Record set Start Marker

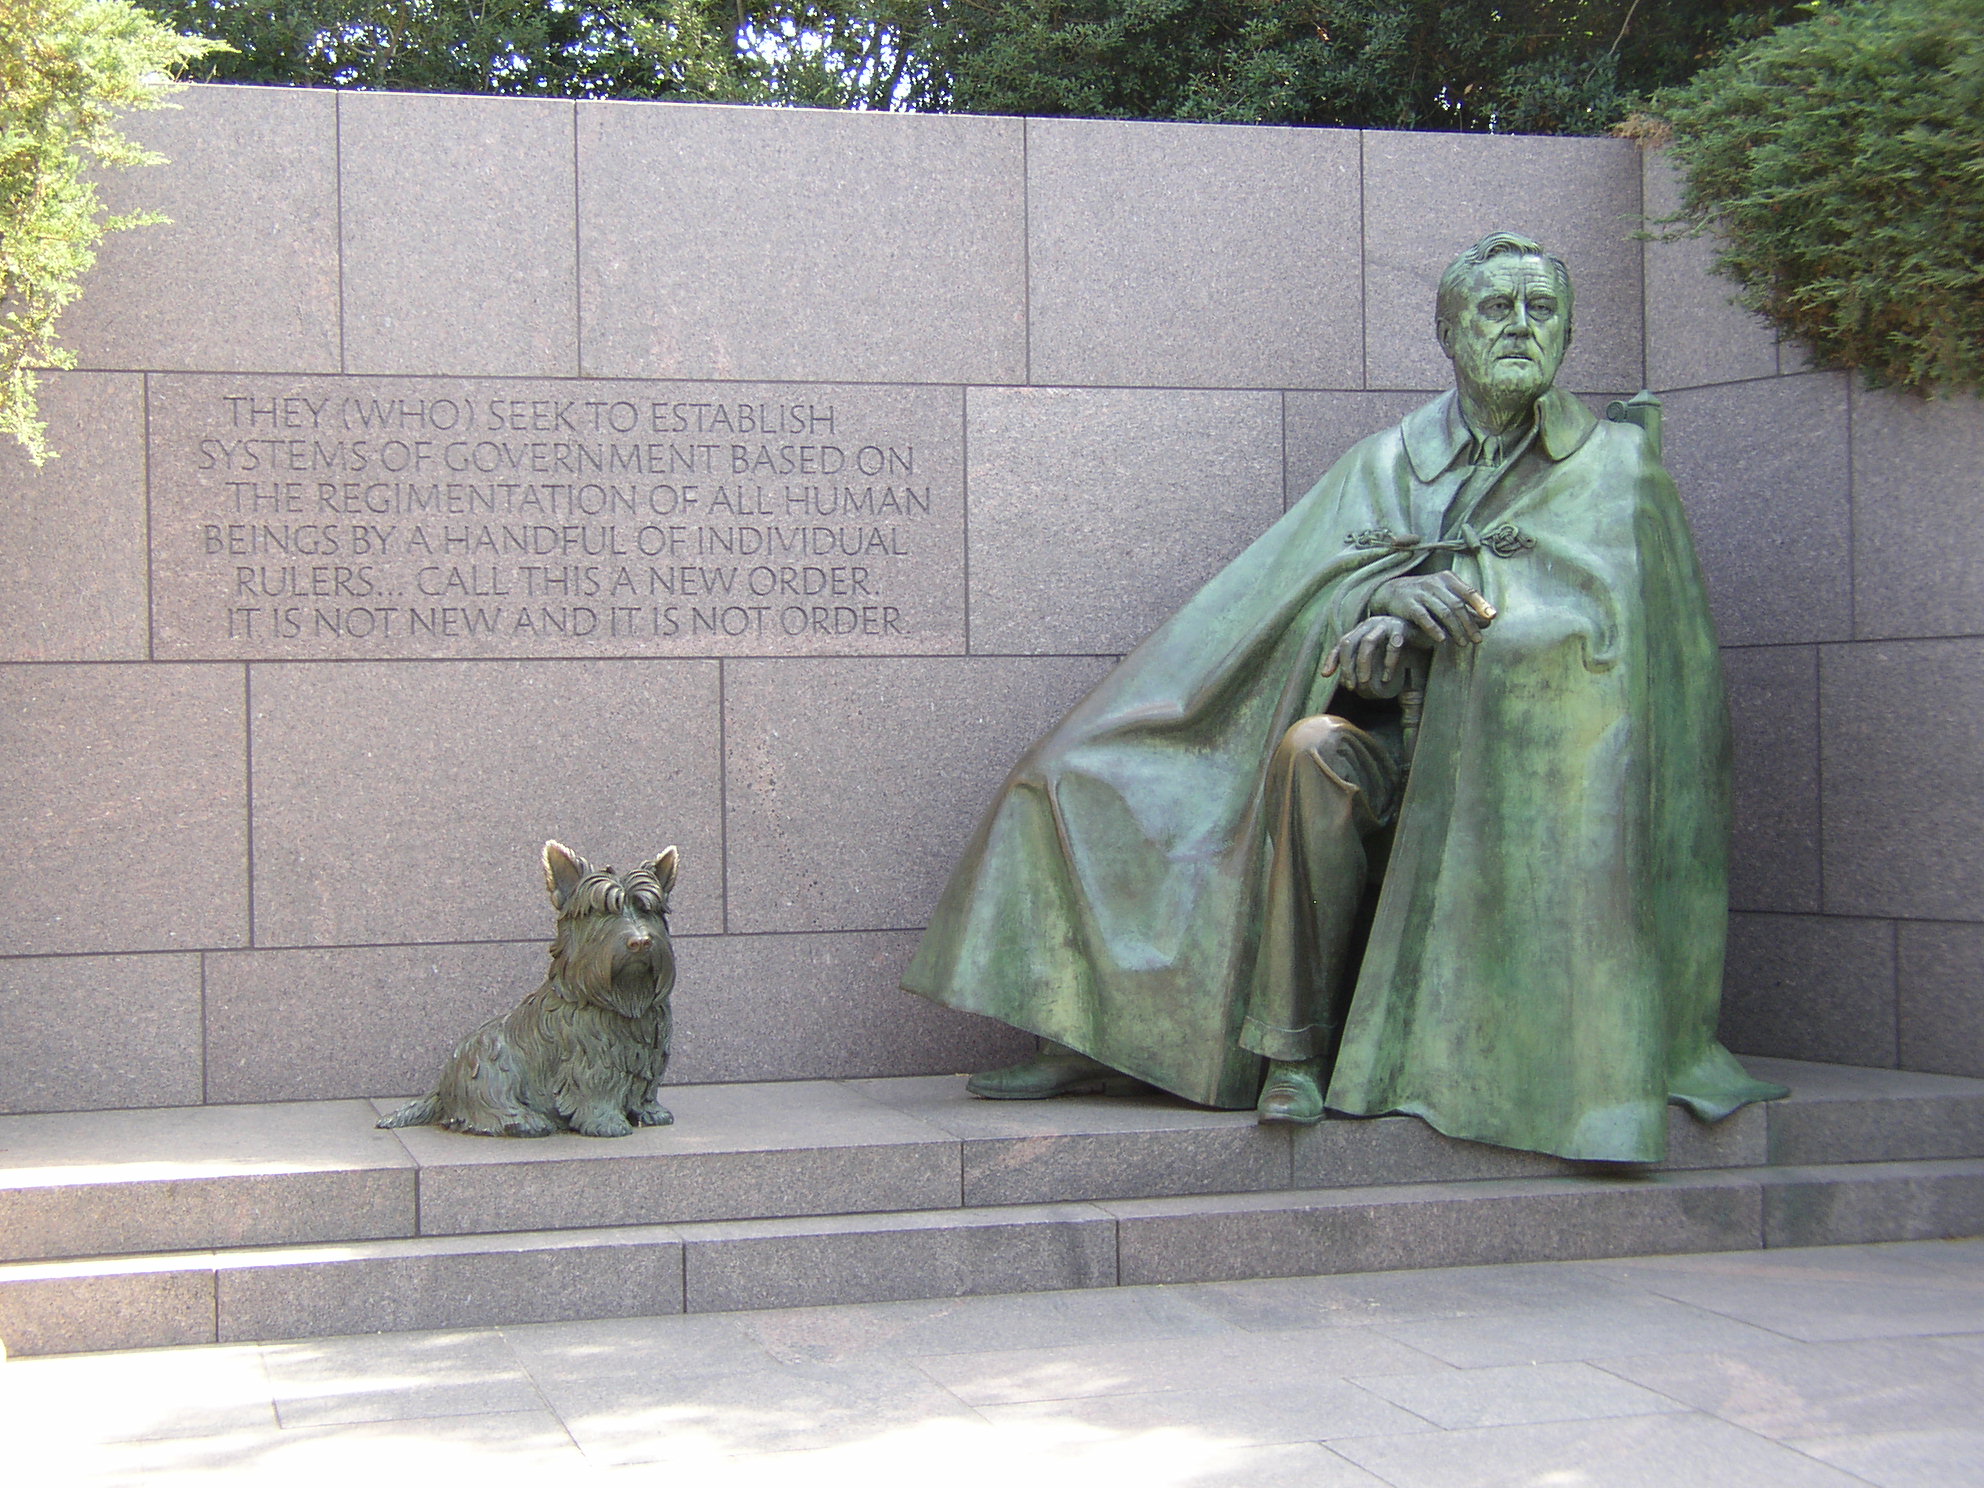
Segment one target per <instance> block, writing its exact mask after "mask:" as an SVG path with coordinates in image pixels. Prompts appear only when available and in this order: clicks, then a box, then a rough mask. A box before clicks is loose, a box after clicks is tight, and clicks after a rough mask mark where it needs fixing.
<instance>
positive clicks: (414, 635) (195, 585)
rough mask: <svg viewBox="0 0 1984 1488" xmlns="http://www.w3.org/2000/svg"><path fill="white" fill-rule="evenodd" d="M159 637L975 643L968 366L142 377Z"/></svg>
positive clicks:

Record set End Marker

* What you are asked to do *
Reproduce each of the entries above word for word, leaving out the pictures.

* Response to the exercise *
Segment one target per <instance> block, writing its exact mask after "mask:" as an SVG path with coordinates in image pixels. Prompts appear only when available and in this order: clicks, then a box, then a rough mask. A box before clicks is loose, a box after clicks is tight, and clicks after a rough mask mark where it needs fixing.
<instance>
positive clicks: (414, 635) (195, 585)
rough mask: <svg viewBox="0 0 1984 1488" xmlns="http://www.w3.org/2000/svg"><path fill="white" fill-rule="evenodd" d="M159 637L975 643L968 366L142 377Z"/></svg>
positive clicks:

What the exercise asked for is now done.